**Explore o material**
A. Segundo o trecho sobre o amigo apicultor, quais coisas Paulo Duarte observava as abelhas fabricando?
B. Cada afirmação abaixo está de acordo com o trecho sobre o amigo apicultor? Responda sim ou não e cite as palavras do trecho que decidem.
(i) Paulo Duarte era apicultor e poeta.
(ii) Paulo Duarte trazia os favos inteiros, sem cortar.
(iii) Quem narra concordava que a sociedade humana deveria se organizar como as abelhas.
C. Prossiga o trecho sobre o amigo apicultor a partir da última frase apresentada.

Quem não gosta de mel? Se não gosta deve ser diabético ou não tem glândulas gustativas. Eu gosto de mel e adoro saborear os favos. Meu falecido amigo apicultor e poeta Paulo Duarte, além de me fornecer mel trazia também os favos cortados em pequenos cubos. Era supimpa. Depois de ter passado alguns meses nos porões da ditadura, onde foi barbaramente torturado, resolveu usar um sitio da família para se dedicar às abelhas. Ficava feliz em observar o trabalho dos bichinhos fabricando mel, própolis e cera, com sua rígida divisão do trabalho social. Confessou-me que chegava a sonhar com a sociedade humana organizada como as abelhas. Eu sempre repetia: muita organização é totalitarismo meu amigo. Ele ria e tentava me convencer do contrário.

**Dados fornecidos**

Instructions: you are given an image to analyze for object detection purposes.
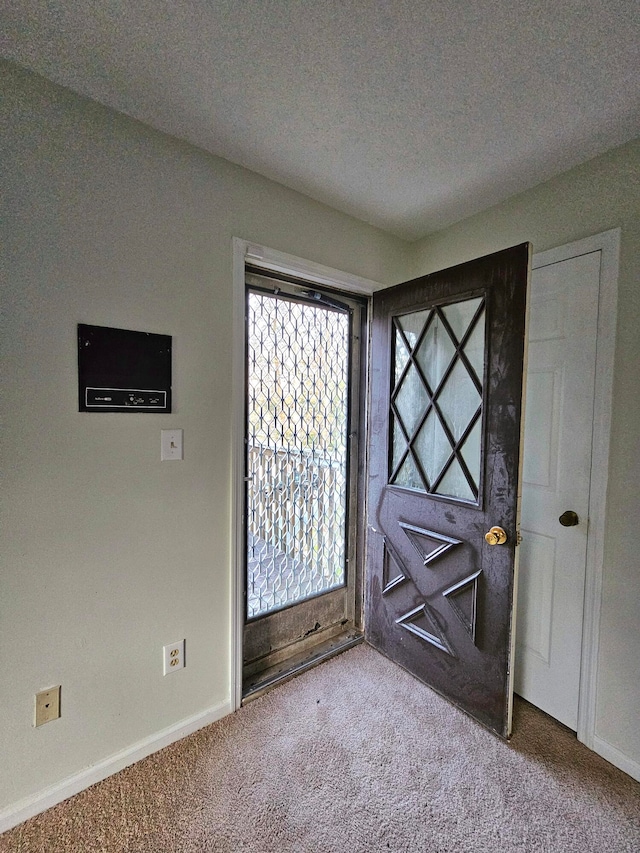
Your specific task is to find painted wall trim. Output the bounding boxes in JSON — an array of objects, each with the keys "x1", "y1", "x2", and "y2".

**Respostas abaixo**
A. Mel, própolis e cera.

B.
(i) Sim: "Meu falecido amigo apicultor e poeta Paulo Duarte".
(ii) Não: "trazia também os favos cortados em pequenos cubos".
(iii) Não: "muita organização é totalitarismo meu amigo".

C.
Naqueles tempos em que frequentava nossa casa, surgiu do nada no jardim, uma colmeia de jatai. O Paulo tratou de estudar uma forma de domesticá-las, já que as abelhas nacionais são, em geral, pouco laboriosas e nada disciplinadas como as africanas e europeias. Ele construiu uma casinha estruturada de forma que fosse possível retirar o mel de jataí, que dizem ter propriedades medicinais.  Não deu certo. A colmeia ficou totalmente bagunçada, pois elas desconstruíram toda a engenharia que o Paulo elaborou para domesticá-las, fazendo entradas e saídas para todos os lados. Mas tempos depois o próprio Paulo me alertou que a jataí, apesar do delicioso mel, visitava fezes de animais o que tornava o mel um perigoso transmissor de doenças. Nunca consumimos o mel de Jataí, mas elas ficaram por um bom tempo em nosso quintal aproveitando as nossas flores e as da vizinhança até que sua inimiga natural, as formigas, as descobriram. O enxame partiu para outra freguesia ou foi totalmente devorado pelas também organizadas formigas.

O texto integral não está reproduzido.